▶ **PROVIDED PASSAGE**

The adage “Necessity is the mother of invention” can definitely be applied to 15-year-old New Yorker Kenneth Shinozuka, who created a device to ensure his family can keep track of his beloved grandfather. While caring for his grandfather, who is afflicted with Alzheimer's, Kenneth noticed the stress under which his family lived whenever he wandered out of bed at night and injured himself. This inspired the 15-year-old to invent a low-cost wearable sensor technology with real-time reliable detection whenever his grandfather wandered.
Kenneth's project earned him a spot as one of Google (News - Alert)'s 18 Global Science Fair finalists for addressing a very serious problem for an increasing number of Alzheimer patients around the world.
According to the research Kenneth provided along with his invention, he revealed a whopping 65 percent of out of the 5.2 million Alzheimer's patients in the United States wander. This of course included his grandfather, where his device detected 100 percent of the 437 known cases of his wandering in a six-month trial period. With results like that, no one can argue the effectiveness of this new ingenious invention.
Kenneth used a sensor that is worn on the foot of the patient before they go to bed, and when they stand up it immediately detects the pressure caused by the weight of the body and triggers an audible alarm wirelessly to smartphones that have been programmed to receive the signal.

▶ **STUDY QUESTIONS**
**A)** List every number written in digits in the article about Kenneth Shinozuka's sensor, giving each number once.
**B)** In the article about Kenneth Shinozuka's sensor, copy out everything from "According to the" down to "new ingenious invention.".
**C)** Write a continuation of the article about Kenneth Shinozuka's sensor, starting right after its final sentence.

▶ **Records contained in a dataset**
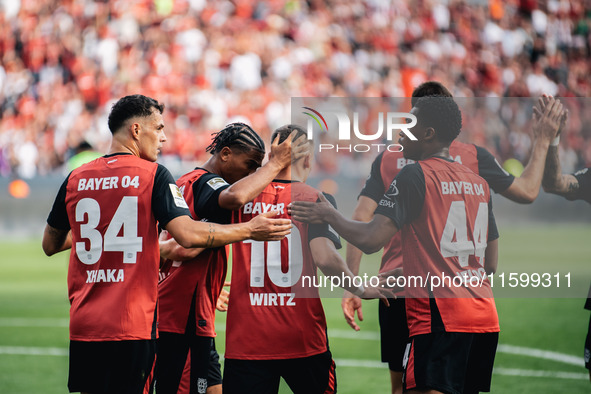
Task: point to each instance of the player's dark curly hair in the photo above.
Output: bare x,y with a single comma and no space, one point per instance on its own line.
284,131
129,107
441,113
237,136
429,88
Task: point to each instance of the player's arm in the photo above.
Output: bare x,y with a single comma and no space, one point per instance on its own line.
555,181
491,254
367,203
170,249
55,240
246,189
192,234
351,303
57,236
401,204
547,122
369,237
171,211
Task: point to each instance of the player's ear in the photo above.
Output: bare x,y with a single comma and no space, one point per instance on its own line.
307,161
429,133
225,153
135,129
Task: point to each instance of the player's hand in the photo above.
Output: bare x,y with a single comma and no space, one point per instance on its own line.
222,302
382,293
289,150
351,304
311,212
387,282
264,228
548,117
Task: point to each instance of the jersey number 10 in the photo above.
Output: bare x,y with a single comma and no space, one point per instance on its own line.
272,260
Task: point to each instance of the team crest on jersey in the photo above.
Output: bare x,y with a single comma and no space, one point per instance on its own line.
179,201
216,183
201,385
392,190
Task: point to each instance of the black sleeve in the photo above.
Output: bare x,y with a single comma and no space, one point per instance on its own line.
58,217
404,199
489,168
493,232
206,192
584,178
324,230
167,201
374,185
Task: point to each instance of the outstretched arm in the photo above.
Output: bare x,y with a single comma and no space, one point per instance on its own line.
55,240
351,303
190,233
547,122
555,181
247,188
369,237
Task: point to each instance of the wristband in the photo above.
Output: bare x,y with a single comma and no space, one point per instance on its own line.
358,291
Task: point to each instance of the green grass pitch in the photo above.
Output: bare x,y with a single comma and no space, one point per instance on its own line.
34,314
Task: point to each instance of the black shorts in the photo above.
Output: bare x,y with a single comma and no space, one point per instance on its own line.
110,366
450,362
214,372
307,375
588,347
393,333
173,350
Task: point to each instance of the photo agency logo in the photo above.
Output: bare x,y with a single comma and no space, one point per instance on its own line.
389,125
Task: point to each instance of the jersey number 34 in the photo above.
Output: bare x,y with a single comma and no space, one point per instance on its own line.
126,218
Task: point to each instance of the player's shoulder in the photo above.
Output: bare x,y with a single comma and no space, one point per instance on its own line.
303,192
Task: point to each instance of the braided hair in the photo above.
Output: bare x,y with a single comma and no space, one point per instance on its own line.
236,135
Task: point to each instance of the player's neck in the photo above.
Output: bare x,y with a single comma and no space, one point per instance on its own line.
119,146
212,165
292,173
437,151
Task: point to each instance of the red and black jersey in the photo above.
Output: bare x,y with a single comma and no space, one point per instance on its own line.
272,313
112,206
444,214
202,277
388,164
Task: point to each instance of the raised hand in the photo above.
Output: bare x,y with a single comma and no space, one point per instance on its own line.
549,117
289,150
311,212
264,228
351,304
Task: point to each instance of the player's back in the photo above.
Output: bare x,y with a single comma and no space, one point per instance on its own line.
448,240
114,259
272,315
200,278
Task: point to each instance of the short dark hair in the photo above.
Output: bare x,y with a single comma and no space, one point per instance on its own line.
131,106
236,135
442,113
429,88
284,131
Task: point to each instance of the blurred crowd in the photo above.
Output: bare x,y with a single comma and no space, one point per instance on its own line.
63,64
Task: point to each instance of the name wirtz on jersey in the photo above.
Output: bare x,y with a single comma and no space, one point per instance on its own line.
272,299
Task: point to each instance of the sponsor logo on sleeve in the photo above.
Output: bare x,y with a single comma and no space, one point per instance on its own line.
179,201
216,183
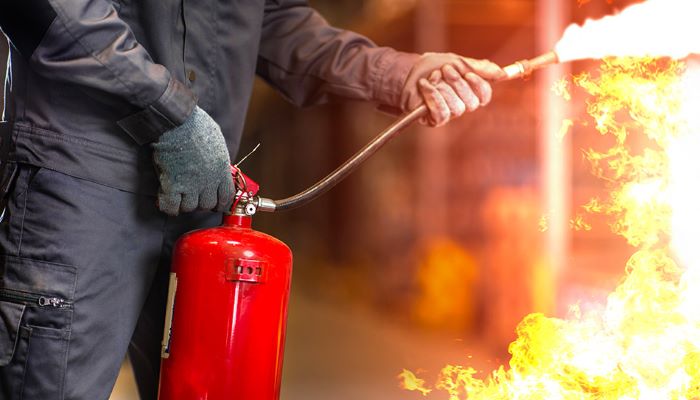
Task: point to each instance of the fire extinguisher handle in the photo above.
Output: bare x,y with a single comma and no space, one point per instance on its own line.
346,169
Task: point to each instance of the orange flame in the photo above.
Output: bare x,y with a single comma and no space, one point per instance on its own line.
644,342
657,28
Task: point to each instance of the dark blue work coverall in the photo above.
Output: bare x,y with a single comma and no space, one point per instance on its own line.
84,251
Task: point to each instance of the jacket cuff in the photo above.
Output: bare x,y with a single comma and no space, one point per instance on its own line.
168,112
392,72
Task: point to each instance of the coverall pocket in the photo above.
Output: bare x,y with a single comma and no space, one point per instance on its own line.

▶ **ANSWERS PER TASK**
**A)** 15, 18, 65, 5.2, 100, 437

**B)**
According to the research Kenneth provided along with his invention, he revealed a whopping 65 percent of out of the 5.2 million Alzheimer's patients in the United States wander. This of course included his grandfather, where his device detected 100 percent of the 437 known cases of his wandering in a six-month trial period. With results like that, no one can argue the effectiveness of this new ingenious invention.

**C)**
He used three technologies and combined them together in a product that can easily be applied by caregivers and family members. Using an ultra-thin film sensor that is comfortable to wear, a coin-sized wireless circuit enabled by cutting-edge Bluetooth Low Energy, and applications that transform Smartphones into caregivers’ monitors, he created a low-cost and effective solution to a very real problem.
On his bio, Kenneth writes that the invention bug caught him very early on, and when he was six years old he invented a Smart Bathroom that sends a buzz alert to the wristwatch of children when their elderly parent fell down in the bathroom, followed by a Smart Medicine Box (News - Alert) that emits a sound and flashing light to remind patients to take the right medicine at the right time. Both inventions were rewarded with first place prizes at local science/invention competitions, which as he says has been responsible for continuing to spark his interest in technology.
If he wins the Google Science Fair finals in September, he will get a 10 day trip to the Galapagos Islands, a visit to the Virgin Galactic Spaceport, and a $50,000 scholarship.